◆ Text:
++++

I’m sure it’s a relief that Luca is good at putting his foot down! Yes, I also worry about unintentional damage when Ori gets enthusiastic with the cat, but the cat is also good at putting his foot down and jumping to a higher spot in the barn when Ori gets too annoying 🙄


----------



## OriBoy (Sep 12, 2021)

cowpony said:


> You are not wrong to be concerned. This is about the age when the puppy passport wears off, and adult dogs will start disciplining puppies for being ill-mannered. A well socialized adult dog will snap or snarl at the puppy and then break off the encounter. A not so well socialized adult dog may not understand to break it off, and things get ugly. Does your dog club have the option of a trainer coming out to supervise the interaction with a well mannered adult dog?

++++

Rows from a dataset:
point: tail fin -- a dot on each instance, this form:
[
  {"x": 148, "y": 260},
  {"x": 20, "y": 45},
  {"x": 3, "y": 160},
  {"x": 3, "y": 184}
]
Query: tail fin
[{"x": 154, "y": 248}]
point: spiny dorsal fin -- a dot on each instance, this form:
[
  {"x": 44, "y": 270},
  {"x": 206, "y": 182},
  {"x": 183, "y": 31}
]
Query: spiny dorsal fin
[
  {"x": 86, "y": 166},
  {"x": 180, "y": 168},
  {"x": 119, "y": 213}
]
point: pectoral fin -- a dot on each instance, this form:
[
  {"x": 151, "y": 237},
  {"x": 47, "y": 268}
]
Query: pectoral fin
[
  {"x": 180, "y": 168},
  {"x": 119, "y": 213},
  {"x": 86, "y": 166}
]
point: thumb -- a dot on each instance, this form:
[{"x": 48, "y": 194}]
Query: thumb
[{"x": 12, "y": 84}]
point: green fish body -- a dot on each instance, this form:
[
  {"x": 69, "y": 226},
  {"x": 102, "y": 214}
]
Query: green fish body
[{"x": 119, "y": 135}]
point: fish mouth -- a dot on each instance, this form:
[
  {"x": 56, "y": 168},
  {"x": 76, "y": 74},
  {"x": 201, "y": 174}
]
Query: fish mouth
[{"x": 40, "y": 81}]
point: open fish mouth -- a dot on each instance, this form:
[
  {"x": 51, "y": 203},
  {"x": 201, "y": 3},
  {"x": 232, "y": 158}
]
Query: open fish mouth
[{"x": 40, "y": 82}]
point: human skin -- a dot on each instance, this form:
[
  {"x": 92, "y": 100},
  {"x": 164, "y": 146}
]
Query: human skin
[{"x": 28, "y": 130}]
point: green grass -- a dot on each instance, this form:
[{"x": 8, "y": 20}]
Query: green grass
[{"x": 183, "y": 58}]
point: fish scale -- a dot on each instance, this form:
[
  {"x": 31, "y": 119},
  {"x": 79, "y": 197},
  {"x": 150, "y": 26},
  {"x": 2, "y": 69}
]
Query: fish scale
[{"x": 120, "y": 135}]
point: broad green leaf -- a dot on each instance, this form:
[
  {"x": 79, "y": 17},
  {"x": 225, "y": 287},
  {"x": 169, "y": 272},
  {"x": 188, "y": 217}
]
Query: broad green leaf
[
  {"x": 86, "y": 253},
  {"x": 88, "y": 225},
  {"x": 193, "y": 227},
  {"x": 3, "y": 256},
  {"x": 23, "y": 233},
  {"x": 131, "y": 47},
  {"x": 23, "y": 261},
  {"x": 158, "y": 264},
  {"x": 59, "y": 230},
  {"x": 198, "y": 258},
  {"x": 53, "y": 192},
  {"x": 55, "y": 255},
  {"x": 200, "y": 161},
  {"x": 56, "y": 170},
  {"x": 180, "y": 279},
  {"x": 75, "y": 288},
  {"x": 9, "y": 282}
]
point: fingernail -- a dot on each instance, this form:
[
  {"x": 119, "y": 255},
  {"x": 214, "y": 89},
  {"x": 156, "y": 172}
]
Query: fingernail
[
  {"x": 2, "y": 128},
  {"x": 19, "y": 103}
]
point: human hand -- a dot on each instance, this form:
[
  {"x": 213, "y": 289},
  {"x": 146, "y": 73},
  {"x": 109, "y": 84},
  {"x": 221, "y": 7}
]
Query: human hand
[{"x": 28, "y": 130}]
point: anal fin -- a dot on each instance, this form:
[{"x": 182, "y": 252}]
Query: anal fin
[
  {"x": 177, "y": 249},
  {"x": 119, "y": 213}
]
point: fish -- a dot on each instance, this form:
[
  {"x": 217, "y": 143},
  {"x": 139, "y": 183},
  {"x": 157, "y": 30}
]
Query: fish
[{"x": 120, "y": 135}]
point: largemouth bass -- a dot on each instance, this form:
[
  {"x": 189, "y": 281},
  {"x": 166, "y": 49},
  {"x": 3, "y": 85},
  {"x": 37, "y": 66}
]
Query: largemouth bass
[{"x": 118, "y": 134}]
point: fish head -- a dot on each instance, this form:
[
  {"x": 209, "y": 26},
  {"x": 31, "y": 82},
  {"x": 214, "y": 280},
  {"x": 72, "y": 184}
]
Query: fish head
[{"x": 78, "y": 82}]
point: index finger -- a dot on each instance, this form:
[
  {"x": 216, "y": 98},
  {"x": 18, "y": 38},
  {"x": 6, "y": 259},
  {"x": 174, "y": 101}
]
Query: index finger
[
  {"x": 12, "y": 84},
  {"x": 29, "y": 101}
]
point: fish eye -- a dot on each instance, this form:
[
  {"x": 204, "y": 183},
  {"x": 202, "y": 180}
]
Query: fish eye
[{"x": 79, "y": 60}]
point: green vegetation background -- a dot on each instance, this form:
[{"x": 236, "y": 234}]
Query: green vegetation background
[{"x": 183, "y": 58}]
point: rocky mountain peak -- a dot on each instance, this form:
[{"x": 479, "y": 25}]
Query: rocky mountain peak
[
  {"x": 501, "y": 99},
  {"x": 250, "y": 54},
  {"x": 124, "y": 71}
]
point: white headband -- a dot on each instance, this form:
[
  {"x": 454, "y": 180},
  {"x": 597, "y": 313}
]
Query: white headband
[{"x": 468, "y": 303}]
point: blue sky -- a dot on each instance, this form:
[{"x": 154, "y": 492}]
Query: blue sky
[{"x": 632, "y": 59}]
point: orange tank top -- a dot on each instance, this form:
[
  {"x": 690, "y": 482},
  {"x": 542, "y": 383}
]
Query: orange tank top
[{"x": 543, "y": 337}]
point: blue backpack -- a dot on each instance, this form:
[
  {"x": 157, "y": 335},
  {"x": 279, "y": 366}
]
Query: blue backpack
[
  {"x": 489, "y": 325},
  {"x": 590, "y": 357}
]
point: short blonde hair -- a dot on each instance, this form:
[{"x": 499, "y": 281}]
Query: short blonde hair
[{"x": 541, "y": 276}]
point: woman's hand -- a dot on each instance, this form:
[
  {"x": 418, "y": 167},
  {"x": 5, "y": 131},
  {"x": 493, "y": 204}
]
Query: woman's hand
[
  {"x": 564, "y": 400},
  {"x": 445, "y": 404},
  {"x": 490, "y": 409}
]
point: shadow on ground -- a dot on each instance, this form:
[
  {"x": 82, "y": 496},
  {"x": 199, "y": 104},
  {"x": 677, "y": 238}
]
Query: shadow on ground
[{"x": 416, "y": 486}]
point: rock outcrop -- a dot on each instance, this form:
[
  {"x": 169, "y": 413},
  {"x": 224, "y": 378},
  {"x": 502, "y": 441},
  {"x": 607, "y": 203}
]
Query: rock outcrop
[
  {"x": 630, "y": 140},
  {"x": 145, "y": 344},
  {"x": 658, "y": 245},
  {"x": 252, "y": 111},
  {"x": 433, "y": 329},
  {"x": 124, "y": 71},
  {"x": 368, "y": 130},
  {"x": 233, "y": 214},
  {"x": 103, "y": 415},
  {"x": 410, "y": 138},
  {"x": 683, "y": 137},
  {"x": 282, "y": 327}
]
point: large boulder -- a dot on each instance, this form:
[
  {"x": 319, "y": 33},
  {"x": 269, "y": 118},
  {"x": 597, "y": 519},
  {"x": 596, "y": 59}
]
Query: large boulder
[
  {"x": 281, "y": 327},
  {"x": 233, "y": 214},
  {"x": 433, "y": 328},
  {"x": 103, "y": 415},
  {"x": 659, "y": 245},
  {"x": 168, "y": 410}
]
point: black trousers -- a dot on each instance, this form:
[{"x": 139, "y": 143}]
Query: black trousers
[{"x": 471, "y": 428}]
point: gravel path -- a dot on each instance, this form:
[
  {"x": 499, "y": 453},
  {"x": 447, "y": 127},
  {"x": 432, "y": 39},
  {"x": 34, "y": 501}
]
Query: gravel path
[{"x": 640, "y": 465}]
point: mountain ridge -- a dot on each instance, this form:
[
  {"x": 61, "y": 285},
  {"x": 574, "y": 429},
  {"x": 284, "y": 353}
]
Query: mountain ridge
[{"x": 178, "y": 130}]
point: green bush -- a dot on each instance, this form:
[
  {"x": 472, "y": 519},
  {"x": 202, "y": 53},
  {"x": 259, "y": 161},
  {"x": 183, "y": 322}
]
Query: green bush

++++

◆ Task details:
Can you rewrite the dog forum thread from "## OriBoy (Sep" up to and including "mannered adult dog?", putting "puppy license" in place of "puppy passport"?

◆ The solution:
## OriBoy (Sep 12, 2021)

cowpony said:


> You are not wrong to be concerned. This is about the age when the puppy license wears off, and adult dogs will start disciplining puppies for being ill-mannered. A well socialized adult dog will snap or snarl at the puppy and then break off the encounter. A not so well socialized adult dog may not understand to break it off, and things get ugly. Does your dog club have the option of a trainer coming out to supervise the interaction with a well mannered adult dog?